* _Text_:
The output is as follows,
      300    75.033841 .wh
      301    63.806904 s..
      302    63.806919 ..h

First column is zram's block index and 3rh one represents symbol
(s: same page w: written page to backing store h: huge page) of the
block state. Second column represents usec time unit of the block
was last accessed. So above example means the 300th block is accessed
at 75.033851 second and it was huge so it was written to the backing
store.

Admin can leverage this information to catch cold|incompressible pages
of process with *pagemap* once part of heaps are swapped out.

I used the feature a few years ago to find memory hoggers in userspace
to notify them what memory they have wasted without touch for a long time.
With it, they could reduce unnecessary memory space. However, at that time,
I hacked up zram for the feature but now I need the feature again so
I decided it would be better to upstream rather than keeping it alone.
I hope I submit the userspace tool to use the feature soon

Cc: Randy Dunlap <rdunlap@...radead.org>
Acked-by: Greg Kroah-Hartman <gregkh@...uxfoundation.org>
Reviewed-by: Sergey Senozhatsky <sergey.senozhatsky@...il.com>
Signed-off-by: Minchan Kim <minchan@...nel.org>
---
* from v4
  * use ktime_get_bootimte - Andrew
  * add feature usecase in change log - Andrew

 Documentation/blockdev/zram.txt |  24 ++++++
 drivers/block/zram/Kconfig      |  14 +++-
 drivers/block/zram/zram_drv.c   | 131 +++++++++++++++++++++++++++++---
 drivers/block/zram/zram_drv.h   |   7 +-
 4 files changed, 162 insertions(+), 14 deletions(-)

diff --git a/Documentation/blockdev/zram.txt b/Documentation/blockdev/zram.txt
index 78db38d02bc9..6cb804b709cf 100644
--- a/Documentation/blockdev/zram.txt
+++ b/Documentation/blockdev/zram.txt
@@ -243,5 +243,29 @@ to backing storage rather than keeping it in memory.
 User should set up backing device via /sys/block/zramX/backing_dev
 before disksize setting.

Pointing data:
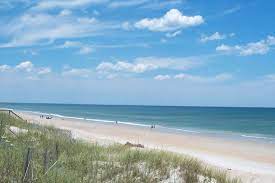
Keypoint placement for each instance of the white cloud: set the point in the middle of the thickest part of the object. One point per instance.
(68, 4)
(162, 4)
(5, 68)
(171, 21)
(126, 26)
(173, 34)
(270, 77)
(83, 48)
(74, 72)
(254, 48)
(195, 78)
(33, 29)
(26, 66)
(128, 3)
(232, 10)
(44, 71)
(144, 64)
(65, 12)
(162, 77)
(215, 36)
(106, 67)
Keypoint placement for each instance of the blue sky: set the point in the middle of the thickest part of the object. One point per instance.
(149, 52)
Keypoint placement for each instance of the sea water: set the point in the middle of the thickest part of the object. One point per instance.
(246, 123)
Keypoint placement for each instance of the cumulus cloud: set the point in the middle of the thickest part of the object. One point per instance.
(213, 37)
(25, 66)
(270, 77)
(195, 78)
(254, 48)
(128, 3)
(171, 21)
(26, 69)
(5, 68)
(162, 77)
(44, 71)
(51, 4)
(65, 12)
(144, 64)
(125, 67)
(42, 28)
(74, 72)
(173, 34)
(83, 48)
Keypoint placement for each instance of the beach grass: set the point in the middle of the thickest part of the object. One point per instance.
(34, 153)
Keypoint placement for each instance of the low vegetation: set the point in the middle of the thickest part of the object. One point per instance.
(33, 153)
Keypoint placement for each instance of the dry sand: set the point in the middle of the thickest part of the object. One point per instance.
(251, 161)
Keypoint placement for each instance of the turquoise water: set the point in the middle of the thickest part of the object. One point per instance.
(257, 123)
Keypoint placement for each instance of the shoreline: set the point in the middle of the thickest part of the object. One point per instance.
(234, 136)
(250, 161)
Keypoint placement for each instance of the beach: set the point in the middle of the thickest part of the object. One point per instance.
(251, 161)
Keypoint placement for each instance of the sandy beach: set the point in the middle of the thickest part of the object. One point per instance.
(251, 161)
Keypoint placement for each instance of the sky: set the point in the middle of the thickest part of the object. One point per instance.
(138, 52)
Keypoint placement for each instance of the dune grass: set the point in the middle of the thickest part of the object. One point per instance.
(46, 154)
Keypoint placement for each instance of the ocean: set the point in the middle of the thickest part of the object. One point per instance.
(238, 122)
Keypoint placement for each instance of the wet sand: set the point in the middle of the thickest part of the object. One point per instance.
(251, 161)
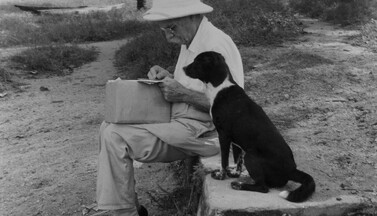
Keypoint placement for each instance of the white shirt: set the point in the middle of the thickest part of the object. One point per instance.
(209, 38)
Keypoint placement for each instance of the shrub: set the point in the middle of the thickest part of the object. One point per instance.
(58, 59)
(368, 36)
(254, 22)
(345, 12)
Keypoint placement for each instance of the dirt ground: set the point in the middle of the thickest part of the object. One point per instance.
(319, 90)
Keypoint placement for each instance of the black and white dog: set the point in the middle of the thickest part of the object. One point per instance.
(238, 119)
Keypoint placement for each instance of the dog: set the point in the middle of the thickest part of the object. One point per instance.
(238, 119)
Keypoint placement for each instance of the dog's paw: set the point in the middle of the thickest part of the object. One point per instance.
(218, 174)
(237, 185)
(233, 173)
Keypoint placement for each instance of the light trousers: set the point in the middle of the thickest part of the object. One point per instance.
(120, 144)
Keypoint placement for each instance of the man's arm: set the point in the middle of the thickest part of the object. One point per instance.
(173, 91)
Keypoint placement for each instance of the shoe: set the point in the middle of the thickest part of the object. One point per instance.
(142, 211)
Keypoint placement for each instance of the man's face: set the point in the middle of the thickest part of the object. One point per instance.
(177, 31)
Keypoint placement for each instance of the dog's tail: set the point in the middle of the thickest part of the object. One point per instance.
(303, 192)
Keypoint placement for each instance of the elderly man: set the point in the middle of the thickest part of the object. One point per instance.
(182, 22)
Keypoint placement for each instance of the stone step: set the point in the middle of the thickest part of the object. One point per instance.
(219, 199)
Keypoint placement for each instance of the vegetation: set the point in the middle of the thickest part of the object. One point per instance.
(248, 22)
(58, 59)
(183, 200)
(26, 29)
(345, 12)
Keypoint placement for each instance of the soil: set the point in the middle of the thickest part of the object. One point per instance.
(319, 90)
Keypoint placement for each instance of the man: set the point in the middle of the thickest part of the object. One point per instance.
(182, 22)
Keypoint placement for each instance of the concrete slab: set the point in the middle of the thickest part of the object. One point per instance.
(219, 199)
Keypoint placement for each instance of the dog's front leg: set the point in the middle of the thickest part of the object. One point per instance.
(225, 147)
(238, 159)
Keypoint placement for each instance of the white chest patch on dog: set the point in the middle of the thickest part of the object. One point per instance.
(212, 91)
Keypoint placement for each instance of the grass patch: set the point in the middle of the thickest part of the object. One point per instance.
(25, 29)
(54, 59)
(367, 37)
(184, 199)
(296, 60)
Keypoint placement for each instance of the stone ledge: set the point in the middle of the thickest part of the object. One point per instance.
(219, 199)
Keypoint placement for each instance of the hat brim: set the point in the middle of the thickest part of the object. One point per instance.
(159, 14)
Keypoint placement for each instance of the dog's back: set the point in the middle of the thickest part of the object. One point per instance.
(233, 111)
(268, 158)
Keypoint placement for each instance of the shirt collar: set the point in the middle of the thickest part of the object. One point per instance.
(195, 44)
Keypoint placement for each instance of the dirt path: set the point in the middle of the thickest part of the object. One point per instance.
(320, 91)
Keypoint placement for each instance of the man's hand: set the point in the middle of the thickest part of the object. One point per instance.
(157, 72)
(173, 91)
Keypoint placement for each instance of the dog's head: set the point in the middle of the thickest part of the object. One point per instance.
(209, 67)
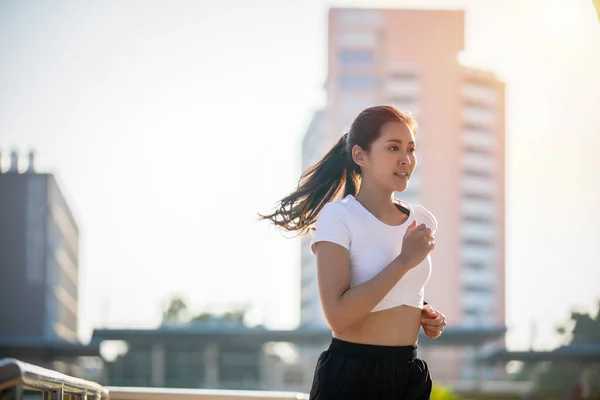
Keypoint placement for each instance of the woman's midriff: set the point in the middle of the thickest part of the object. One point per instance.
(397, 326)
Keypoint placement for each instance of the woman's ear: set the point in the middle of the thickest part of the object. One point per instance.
(359, 156)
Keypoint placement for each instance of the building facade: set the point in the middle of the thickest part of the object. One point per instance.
(38, 259)
(410, 59)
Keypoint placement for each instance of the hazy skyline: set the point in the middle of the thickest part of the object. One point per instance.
(169, 127)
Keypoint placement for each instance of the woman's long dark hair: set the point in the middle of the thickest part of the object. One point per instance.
(334, 174)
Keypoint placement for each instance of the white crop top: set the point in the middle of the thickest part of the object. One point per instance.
(373, 245)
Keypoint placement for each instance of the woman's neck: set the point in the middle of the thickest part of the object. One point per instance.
(378, 202)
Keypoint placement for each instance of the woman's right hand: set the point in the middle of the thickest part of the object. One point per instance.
(417, 243)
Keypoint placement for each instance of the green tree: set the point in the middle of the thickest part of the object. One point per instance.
(176, 312)
(581, 328)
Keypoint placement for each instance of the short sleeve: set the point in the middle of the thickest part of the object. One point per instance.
(427, 217)
(331, 227)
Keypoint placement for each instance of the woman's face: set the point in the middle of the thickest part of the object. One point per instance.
(391, 159)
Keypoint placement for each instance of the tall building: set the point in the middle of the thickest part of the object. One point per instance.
(38, 261)
(410, 58)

* _Set of tasks_:
[1] List every file path that the diffstat of the zram patch shows as changed.
[2] Please explain in one to three sentences why the author of the zram patch chose to upstream the feature.
[3] Continue the zram patch from its last line.

* _Responses to the tasks_:
[1]
Documentation/blockdev/zram.txt
drivers/block/zram/Kconfig
drivers/block/zram/zram_drv.c
drivers/block/zram/zram_drv.h

[2] The author had earlier hacked up zram privately to get the feature. Now that the feature was needed again, the author judged it better to upstream it than to keep it alone.

[3]
+= memory tracking
+
+With CONFIG_ZRAM_MEMORY_TRACKING, user can know information of the
+zram block. It could be useful to catch cold or incompressible
+pages of the process with*pagemap.
+If you enable the feature, you could see block state via
+/sys/kernel/debug/zram/zram0/block_state". The output is as follows,
+
+	  300    75.033841 .wh
+	  301    63.806904 s..
+	  302    63.806919 ..h
+
+First column is zram's block index.
+Second column is access time since the system is boot
+Third column is state of the block.
+(s: same page
+w: written page to backing store
+h: huge page)
+
+First line of above example says 300th block is accessed at 75.033841sec
+and the block's state is huge so it is written back to the backing
+storage. It's a debugging feature so anyone shouldn't rely on it to work
+properly.
+
 Nitin Gupta
 ngupta@...are.org
diff --git a/drivers/block/zram/Kconfig b/drivers/block/zram/Kconfig
index ac3a31d433b2..635235759a0a 100644
--- a/drivers/block/zram/Kconfig
+++ b/drivers/block/zram/Kconfig
@@ -13,7 +13,7 @@ config ZRAM
 	  It has several use cases, for example: /tmp storage, use as swap
 	  disks and maybe many more.
 
-	  See zram.txt for more information.
+	  See Documentation/blockdev/zram.txt for more information.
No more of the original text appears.